======== DATASET CONTENT ========

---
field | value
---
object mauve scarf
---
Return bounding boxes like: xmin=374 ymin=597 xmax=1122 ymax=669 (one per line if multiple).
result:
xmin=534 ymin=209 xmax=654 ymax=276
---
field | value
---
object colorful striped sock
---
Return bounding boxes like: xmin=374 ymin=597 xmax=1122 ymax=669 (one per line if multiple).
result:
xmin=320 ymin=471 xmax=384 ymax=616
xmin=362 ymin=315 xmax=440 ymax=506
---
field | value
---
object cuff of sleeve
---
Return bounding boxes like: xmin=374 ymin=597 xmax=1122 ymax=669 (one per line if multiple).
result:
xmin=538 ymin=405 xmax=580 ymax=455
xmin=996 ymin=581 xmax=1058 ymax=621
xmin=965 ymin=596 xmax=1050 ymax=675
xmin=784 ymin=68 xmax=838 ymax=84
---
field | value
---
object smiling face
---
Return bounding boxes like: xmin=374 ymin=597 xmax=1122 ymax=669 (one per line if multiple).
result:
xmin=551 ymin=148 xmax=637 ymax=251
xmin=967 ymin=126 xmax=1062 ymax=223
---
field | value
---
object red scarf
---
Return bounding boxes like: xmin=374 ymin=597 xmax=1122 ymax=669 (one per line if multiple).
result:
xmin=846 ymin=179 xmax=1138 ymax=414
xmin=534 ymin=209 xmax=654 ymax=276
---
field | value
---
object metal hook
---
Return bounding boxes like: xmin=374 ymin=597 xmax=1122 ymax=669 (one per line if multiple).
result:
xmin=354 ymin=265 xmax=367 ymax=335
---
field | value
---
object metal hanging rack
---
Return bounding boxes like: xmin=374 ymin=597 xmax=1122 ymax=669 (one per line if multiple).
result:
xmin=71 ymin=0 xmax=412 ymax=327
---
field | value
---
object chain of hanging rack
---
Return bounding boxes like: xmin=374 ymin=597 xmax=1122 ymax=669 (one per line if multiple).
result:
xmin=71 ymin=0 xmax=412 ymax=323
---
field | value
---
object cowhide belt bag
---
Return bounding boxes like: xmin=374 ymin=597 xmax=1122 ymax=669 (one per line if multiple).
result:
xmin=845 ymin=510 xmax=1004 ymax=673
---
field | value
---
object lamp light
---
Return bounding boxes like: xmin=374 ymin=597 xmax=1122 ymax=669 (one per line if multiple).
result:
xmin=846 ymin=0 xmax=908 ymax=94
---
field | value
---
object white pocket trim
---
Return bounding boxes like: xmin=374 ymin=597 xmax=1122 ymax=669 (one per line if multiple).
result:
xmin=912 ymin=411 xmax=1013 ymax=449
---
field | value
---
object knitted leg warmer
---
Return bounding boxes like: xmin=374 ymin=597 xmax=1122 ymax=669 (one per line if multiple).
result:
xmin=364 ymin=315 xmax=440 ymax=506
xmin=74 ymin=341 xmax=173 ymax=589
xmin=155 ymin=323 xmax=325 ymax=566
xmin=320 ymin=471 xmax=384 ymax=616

========

§ TASK REQUIREMENTS: Rewrite all of the rows above, substituting "shawl" for every occurrence of "scarf" and leaving everything else unchanged.

§ RESULT OF THE TASK:
---
field | value
---
object mauve shawl
---
Return bounding boxes like: xmin=374 ymin=597 xmax=1122 ymax=669 (one per line if multiple).
result:
xmin=534 ymin=209 xmax=654 ymax=276
---
field | value
---
object colorful striped sock
---
Return bounding boxes like: xmin=374 ymin=597 xmax=1122 ymax=669 (one per line if multiple).
result:
xmin=320 ymin=471 xmax=384 ymax=616
xmin=362 ymin=315 xmax=440 ymax=506
---
field | value
---
object cuff of sleeve
---
Return bounding boxes like: xmin=374 ymin=597 xmax=1122 ymax=669 (one per line if multiple).
result:
xmin=538 ymin=405 xmax=580 ymax=455
xmin=996 ymin=581 xmax=1058 ymax=621
xmin=965 ymin=596 xmax=1050 ymax=675
xmin=784 ymin=68 xmax=838 ymax=84
---
field | value
---
object smiling face
---
Return bounding boxes like: xmin=374 ymin=597 xmax=1122 ymax=669 (one per line if multiple).
result:
xmin=551 ymin=148 xmax=637 ymax=251
xmin=967 ymin=126 xmax=1062 ymax=223
---
field | value
---
object red shawl
---
Return bounding boxes like: xmin=374 ymin=597 xmax=1122 ymax=669 (one per line if multiple).
result:
xmin=846 ymin=179 xmax=1138 ymax=414
xmin=534 ymin=209 xmax=654 ymax=276
---
field | value
---
object metal hook
---
Return bounding boxes like: xmin=374 ymin=597 xmax=1122 ymax=669 (one per line if multiple).
result:
xmin=354 ymin=265 xmax=367 ymax=335
---
field | value
---
object metal hanging rack
---
Return bounding boxes like: xmin=374 ymin=597 xmax=1122 ymax=669 (one per line if multiple).
result:
xmin=71 ymin=0 xmax=412 ymax=327
---
field | value
---
object chain of hanging rack
---
Return bounding boxes like: xmin=374 ymin=597 xmax=1122 ymax=669 (one per line if multiple).
result:
xmin=71 ymin=0 xmax=412 ymax=323
---
field | value
---
object cowhide belt bag
---
Return bounding boxes like: xmin=374 ymin=597 xmax=1122 ymax=669 (one per line if multiple).
result:
xmin=845 ymin=510 xmax=1004 ymax=673
---
field | value
---
object lamp light
---
Return bounding boxes like: xmin=374 ymin=597 xmax=1122 ymax=669 (one per line if multiple).
result:
xmin=846 ymin=0 xmax=908 ymax=94
---
field | value
---
object white pocket trim
---
Return bounding boxes like: xmin=374 ymin=597 xmax=1122 ymax=669 (one per line if multiple).
result:
xmin=912 ymin=411 xmax=1013 ymax=449
---
field | value
---
object knitted leg warmer
---
Return bounding boxes like: xmin=374 ymin=597 xmax=1122 ymax=669 (one per line if multiple).
result:
xmin=364 ymin=315 xmax=440 ymax=506
xmin=74 ymin=341 xmax=173 ymax=589
xmin=155 ymin=323 xmax=325 ymax=566
xmin=320 ymin=471 xmax=384 ymax=616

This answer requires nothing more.